• [Source excerpt]:
Comparison of Living Trusts and Wills
John A. Darden, Attorney at Law
College of Agriculture, Consumer and Environmental Sciences New Mexico State University
There is current interest in living trusts as a substitute for wills. In many respects, a living trust and a will accomplish the same objectives; however, a living trust lets you accomplish other objectives that a will cannot. But there is a cost for these advantages. Whether or not a living trust is better for you than a will depends upon whether or not the additional advantages are worth the cost. With this in mind, we will describe the basic features of a living trust, then describe advantages and disadvantages of living trusts and wills.
A living trust, sometimes referred to as a revocable trust, or inter vivos trust, is established and takes effect during your lifetime by a written document known as a trust agreement. A will is written during your lifetime, but does not take effect until after your death.
What is a Living Trust?
A living trust (not to be confused with a living will, which authorizes withdrawal of life-sustaining procedures under certain circumstances) is a way to transfer legal ownership of assets. Assets are managed according to your instructions by a trustee for your beneficiaries. You can name yourself as trustee and as a beneficiary.
A living trust is created by you during your lifetime. As normally employed for estate planning purposes, you retain the right to alter, amend, or revoke the trust at any time before death.

• [Description of the task]: Echo the passage from the living trusts and wills article that opens with the words containing "A living trust, sometimes" and closes with "time before death.", copying it exactly.

• [Provided data]:
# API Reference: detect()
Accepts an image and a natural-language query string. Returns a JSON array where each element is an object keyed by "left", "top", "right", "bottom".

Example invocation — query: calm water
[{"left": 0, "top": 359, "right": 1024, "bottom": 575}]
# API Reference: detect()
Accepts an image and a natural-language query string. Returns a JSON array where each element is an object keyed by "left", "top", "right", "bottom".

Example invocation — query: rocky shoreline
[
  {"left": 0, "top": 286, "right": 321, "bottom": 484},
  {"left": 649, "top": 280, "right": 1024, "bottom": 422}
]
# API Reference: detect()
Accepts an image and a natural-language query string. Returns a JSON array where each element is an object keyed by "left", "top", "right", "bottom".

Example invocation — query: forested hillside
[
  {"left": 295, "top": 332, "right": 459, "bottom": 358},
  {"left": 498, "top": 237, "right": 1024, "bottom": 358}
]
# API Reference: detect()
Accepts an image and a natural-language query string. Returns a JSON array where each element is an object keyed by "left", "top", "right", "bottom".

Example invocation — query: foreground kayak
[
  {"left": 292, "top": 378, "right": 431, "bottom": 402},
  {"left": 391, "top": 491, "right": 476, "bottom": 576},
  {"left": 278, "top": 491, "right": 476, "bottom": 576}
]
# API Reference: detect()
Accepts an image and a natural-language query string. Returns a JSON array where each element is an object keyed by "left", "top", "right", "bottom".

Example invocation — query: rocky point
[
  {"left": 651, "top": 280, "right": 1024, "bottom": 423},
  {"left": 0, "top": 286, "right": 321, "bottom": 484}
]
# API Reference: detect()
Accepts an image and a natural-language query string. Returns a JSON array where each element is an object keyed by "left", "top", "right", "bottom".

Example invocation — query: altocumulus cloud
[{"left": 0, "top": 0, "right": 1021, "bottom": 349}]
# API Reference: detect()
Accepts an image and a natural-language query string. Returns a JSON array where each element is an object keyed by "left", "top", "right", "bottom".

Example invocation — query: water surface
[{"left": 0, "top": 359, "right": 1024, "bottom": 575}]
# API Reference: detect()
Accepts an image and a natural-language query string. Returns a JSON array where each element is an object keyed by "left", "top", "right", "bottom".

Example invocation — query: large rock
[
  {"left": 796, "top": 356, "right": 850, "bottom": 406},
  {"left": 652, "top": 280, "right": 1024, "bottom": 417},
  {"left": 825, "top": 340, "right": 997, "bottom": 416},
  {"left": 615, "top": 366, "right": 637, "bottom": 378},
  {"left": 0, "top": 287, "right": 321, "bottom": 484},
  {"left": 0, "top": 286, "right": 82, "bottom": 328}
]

• [Solution]:
A living trust, sometimes referred to as a revocable trust, or inter vivos trust, is established and takes effect during your lifetime by a written document known as a trust agreement. A will is written during your lifetime, but does not take effect until after your death.
What is a Living Trust?
A living trust (not to be confused with a living will, which authorizes withdrawal of life-sustaining procedures under certain circumstances) is a way to transfer legal ownership of assets. Assets are managed according to your instructions by a trustee for your beneficiaries. You can name yourself as trustee and as a beneficiary.
A living trust is created by you during your lifetime. As normally employed for estate planning purposes, you retain the right to alter, amend, or revoke the trust at any time before death.